#### TEXT SHOWN
......
Langkit can be used to extract features from text data. The llm_schema created previously will guide the feature extraction process.

In [None]:
from langkit import extract
import pandas as pd

In [None]:
df = pd.DataFrame({'prompt': ['Hello', 'What is your number?', 'What is your adress?'],
                   'response': ['World','my phone is +1 309-404-7587', 'my adress is 304 Brown streest W1 0F3']})

In [None]:
df

Unnamed: 0,prompt,response
0,Hello,World
1,What is your number?,my phone is +1 309-404-7587
2,What is your adress?,my adress is 304 Brown streest W1 0F3


In [None]:
enhanced_df = extract(df, schema=llm_schema)
......
#### TASK REQUIREMENTS
In the Langkit excerpt, what will guide the feature extraction process? Rely only on the Langkit excerpt when answering.
......
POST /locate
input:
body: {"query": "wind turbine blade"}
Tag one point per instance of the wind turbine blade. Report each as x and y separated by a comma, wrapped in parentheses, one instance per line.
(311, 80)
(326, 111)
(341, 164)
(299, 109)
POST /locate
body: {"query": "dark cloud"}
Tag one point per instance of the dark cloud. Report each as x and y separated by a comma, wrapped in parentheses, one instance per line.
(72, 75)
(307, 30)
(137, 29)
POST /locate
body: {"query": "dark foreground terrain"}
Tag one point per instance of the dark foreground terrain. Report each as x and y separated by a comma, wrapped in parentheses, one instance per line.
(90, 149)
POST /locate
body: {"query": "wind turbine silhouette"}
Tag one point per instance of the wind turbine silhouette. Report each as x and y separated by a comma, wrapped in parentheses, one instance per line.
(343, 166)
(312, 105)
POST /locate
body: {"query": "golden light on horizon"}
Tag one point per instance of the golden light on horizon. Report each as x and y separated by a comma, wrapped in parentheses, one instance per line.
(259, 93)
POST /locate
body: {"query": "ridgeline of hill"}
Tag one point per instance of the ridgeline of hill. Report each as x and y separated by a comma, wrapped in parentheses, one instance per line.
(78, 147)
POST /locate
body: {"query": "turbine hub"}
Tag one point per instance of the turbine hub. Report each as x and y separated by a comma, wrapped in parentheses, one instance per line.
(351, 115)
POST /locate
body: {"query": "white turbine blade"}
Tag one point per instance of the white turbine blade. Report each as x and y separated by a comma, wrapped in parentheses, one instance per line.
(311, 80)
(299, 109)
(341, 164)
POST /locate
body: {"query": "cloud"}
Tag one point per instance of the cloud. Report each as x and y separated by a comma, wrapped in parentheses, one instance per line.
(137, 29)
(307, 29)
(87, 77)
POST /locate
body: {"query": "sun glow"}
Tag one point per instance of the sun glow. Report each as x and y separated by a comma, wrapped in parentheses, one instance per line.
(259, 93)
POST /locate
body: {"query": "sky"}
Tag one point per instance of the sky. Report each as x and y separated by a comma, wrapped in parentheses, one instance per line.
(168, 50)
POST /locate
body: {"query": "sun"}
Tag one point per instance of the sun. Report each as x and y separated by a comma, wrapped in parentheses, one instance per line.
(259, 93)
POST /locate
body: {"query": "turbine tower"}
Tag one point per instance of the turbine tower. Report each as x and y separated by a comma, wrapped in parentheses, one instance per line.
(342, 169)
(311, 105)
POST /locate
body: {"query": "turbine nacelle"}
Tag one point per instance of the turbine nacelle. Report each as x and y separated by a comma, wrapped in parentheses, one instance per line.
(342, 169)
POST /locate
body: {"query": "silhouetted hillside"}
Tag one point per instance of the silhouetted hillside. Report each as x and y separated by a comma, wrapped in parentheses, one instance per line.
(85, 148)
......
#### COMPLETED EXERCISE
The llm_schema created previously.